■ Exercise description ■
Please output, word for word, the part of the Trading Post fort text that opens with the words containing "Fort in Kansas" and closes with "Civil War erupted.".

==== Source document

Site information
- Type: United States Army post
- Controlled by: various Army units

Location
- Coordinates: 38°14′54″N 94°41′06″W﻿ / ﻿38.2483°N 94.6850°W

Site history
- Built: 1842
- In use: 1842, ca. spring 1861 – summer 1865
- Materials: wood, stone

Garrison information
- Past commanders: various, including Col. Charles R. Jennison, Capt. Benjamin F. Goss, Col. Edward Lynde, Lieut. Col. George S. Hoyt, Capt. Ezekiel Bunn, Capt. John L. Thompson, Maj. Gen. Sterling Price, Capt. Charles O. Smith, Lieut. Henry L. Barker
- Garrison: same

= Trading Post's fort =

Fort in Kansas

In 1842 a large log fort was built at Trading Post by the United States Army, upon the order of Gen. Winfield Scott. This fort was on the Fort Leavenworth-Fort Gibson Military Road. The completed fort was fairly elaborate. It included space to house a company of dragoons and their horses. Also, it contained a hospital and store houses. Gaps along the outside walls of buildings were filled in with stockade walls. The buildings were built around a large interior open area.

In spite of the considerable work going into the fort's construction, it was used for only a short time, possibly only weeks. The troops there abandoned the fort and moved further south to build Fort Scott. Private individuals made use of the fort and troops did not use it until 1861, when the American Civil War erupted.

The first time the use of Trading Post's fort was mentioned during the Civil War was when troops were stationed there in September 1861, although it appears they soon left. Between early 1862 and June 1864 Trading Post was almost continuously occupied by troops. In 1862 Col. Charles R. Jennison led troops stationed there, but the settlers complained about their unruliness. Jennison's men were then removed.

========
==== Data extracts

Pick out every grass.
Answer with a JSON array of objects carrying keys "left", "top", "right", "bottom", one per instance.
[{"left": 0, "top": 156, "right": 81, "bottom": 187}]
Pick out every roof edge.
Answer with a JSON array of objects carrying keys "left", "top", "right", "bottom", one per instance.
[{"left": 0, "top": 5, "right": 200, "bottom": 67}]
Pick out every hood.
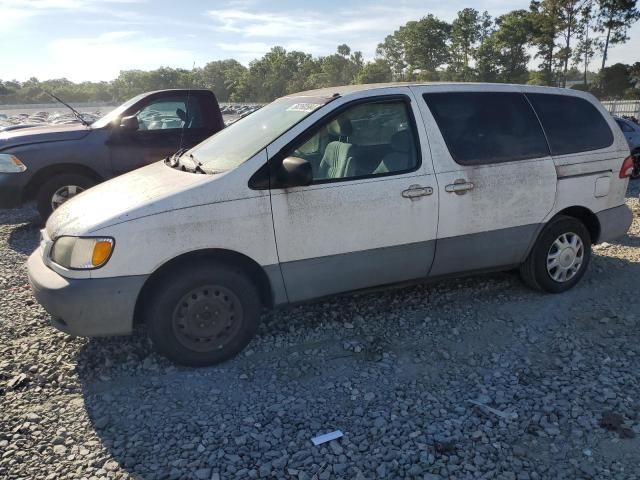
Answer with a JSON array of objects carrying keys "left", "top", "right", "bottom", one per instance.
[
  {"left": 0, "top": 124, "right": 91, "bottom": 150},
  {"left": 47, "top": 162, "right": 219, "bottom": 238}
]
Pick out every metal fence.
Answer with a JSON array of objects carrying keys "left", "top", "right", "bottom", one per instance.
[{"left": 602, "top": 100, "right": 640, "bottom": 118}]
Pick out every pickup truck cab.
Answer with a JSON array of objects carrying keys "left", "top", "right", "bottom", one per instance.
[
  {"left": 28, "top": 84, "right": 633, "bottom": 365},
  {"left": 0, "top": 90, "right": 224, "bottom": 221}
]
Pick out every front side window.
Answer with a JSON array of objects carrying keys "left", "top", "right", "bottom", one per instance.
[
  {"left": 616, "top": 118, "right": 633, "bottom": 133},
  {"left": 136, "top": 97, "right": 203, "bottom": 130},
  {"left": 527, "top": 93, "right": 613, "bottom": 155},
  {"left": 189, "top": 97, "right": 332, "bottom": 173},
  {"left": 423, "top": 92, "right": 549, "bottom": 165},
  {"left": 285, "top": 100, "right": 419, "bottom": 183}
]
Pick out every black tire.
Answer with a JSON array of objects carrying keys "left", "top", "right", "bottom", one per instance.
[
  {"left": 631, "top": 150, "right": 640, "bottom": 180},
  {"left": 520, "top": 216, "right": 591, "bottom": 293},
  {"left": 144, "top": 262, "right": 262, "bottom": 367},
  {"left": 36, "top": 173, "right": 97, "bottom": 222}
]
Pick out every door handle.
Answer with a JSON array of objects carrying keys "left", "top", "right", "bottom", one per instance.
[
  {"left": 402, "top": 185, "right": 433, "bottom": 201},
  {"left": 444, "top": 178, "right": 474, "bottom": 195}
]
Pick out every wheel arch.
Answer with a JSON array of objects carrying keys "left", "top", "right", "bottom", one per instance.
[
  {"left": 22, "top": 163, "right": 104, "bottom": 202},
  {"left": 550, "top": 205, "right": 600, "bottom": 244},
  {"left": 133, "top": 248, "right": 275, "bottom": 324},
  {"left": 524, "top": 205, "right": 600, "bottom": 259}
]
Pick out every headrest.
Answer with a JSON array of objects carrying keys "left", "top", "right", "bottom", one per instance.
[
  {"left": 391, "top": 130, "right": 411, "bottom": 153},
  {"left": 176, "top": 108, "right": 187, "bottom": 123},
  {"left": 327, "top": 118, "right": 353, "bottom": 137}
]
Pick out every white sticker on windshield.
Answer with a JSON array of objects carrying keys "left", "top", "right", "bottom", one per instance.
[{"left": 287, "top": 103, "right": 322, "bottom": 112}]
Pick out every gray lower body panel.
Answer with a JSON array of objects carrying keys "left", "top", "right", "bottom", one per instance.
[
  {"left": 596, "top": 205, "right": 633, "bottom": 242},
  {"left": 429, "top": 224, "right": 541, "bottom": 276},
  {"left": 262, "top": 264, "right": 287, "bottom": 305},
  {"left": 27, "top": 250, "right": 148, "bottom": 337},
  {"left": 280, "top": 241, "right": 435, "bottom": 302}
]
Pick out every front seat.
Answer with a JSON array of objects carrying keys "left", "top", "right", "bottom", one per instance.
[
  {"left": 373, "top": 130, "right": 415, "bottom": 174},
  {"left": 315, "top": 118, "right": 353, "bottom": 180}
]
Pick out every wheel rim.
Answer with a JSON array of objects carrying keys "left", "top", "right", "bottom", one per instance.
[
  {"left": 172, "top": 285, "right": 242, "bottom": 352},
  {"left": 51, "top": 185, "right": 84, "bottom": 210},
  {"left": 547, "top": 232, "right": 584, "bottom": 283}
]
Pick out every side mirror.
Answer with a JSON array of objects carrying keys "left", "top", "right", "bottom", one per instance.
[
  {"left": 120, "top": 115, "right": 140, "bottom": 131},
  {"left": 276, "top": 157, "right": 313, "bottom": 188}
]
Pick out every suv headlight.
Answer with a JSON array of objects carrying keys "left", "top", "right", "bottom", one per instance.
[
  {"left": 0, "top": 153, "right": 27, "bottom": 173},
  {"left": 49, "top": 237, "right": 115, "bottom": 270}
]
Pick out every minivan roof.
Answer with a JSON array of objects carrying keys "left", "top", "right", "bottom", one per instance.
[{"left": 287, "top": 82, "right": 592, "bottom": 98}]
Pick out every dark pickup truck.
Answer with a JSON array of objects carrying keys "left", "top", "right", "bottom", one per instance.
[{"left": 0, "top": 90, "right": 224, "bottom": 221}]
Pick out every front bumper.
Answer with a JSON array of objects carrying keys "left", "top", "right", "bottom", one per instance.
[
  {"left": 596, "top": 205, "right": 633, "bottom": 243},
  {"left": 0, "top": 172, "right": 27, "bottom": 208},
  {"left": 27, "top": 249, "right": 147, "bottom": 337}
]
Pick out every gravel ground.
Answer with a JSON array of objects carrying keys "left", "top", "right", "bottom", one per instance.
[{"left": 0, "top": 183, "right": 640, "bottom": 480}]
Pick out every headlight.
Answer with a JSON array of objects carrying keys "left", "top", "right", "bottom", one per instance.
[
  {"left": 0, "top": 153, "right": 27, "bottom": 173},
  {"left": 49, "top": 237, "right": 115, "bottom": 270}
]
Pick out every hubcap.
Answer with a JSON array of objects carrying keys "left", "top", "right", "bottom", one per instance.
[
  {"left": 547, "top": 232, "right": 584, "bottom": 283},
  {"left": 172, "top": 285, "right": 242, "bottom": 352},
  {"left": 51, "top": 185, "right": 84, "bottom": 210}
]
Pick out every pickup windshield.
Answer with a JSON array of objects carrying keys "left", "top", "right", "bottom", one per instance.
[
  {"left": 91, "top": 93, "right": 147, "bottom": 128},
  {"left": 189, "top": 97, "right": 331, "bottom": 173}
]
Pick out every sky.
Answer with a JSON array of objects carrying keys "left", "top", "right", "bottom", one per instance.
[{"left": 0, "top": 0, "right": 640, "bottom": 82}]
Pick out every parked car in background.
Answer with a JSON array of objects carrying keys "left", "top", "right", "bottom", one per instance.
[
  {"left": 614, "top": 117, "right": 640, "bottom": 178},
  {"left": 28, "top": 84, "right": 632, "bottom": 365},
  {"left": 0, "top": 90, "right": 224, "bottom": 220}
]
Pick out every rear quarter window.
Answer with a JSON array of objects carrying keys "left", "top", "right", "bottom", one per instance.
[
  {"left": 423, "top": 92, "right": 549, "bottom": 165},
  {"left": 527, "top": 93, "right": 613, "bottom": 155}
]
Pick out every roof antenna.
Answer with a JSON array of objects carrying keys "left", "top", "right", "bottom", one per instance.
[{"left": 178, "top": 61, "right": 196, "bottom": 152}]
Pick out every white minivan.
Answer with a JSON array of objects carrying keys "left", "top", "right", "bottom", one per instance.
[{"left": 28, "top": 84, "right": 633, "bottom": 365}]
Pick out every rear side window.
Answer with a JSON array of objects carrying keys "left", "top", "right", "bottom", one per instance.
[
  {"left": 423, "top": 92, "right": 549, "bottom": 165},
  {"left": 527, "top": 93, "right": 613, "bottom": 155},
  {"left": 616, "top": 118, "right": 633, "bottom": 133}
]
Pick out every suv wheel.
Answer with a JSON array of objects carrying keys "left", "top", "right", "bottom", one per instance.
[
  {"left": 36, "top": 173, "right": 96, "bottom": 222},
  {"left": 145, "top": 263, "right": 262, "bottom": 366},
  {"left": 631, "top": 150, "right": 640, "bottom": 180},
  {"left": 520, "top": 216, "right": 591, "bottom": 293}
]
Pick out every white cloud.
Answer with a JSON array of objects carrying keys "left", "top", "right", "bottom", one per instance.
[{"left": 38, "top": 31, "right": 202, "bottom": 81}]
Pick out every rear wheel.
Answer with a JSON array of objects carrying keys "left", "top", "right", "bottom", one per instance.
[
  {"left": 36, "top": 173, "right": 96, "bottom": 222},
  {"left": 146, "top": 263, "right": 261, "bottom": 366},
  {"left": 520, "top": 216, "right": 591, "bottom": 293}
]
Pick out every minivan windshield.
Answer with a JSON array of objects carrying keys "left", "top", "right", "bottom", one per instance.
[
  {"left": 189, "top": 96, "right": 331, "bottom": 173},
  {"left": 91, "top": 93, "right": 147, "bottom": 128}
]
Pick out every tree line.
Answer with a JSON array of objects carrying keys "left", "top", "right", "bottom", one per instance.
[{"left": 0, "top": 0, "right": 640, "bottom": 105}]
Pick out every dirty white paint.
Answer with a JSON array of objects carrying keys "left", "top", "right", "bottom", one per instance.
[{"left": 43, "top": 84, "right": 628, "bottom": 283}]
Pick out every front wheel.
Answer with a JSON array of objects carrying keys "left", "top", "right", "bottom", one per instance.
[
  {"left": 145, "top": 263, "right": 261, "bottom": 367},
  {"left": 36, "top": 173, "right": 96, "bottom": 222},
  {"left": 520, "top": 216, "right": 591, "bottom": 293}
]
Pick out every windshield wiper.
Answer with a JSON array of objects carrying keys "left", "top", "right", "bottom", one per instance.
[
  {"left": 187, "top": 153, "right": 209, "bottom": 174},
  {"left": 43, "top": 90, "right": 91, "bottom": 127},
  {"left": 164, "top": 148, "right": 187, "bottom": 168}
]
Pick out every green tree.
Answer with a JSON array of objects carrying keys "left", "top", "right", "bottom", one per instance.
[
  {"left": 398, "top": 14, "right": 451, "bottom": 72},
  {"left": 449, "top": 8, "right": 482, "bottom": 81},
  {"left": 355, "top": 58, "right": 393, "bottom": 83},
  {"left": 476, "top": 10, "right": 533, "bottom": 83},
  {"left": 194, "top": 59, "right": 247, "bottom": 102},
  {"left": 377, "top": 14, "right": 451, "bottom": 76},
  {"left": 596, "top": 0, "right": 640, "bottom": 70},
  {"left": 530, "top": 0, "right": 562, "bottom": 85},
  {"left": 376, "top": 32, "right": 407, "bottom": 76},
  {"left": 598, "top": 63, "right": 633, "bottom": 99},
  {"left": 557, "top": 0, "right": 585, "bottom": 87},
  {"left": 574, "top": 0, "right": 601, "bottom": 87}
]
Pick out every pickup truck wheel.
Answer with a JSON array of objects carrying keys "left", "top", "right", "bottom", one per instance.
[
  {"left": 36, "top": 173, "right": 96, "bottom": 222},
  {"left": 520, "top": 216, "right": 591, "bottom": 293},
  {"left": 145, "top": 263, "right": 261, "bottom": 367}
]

========

■ Answer for the task ■
Fort in Kansas

In 1842 a large log fort was built at Trading Post by the United States Army, upon the order of Gen. Winfield Scott. This fort was on the Fort Leavenworth-Fort Gibson Military Road. The completed fort was fairly elaborate. It included space to house a company of dragoons and their horses. Also, it contained a hospital and store houses. Gaps along the outside walls of buildings were filled in with stockade walls. The buildings were built around a large interior open area.

In spite of the considerable work going into the fort's construction, it was used for only a short time, possibly only weeks. The troops there abandoned the fort and moved further south to build Fort Scott. Private individuals made use of the fort and troops did not use it until 1861, when the American Civil War erupted.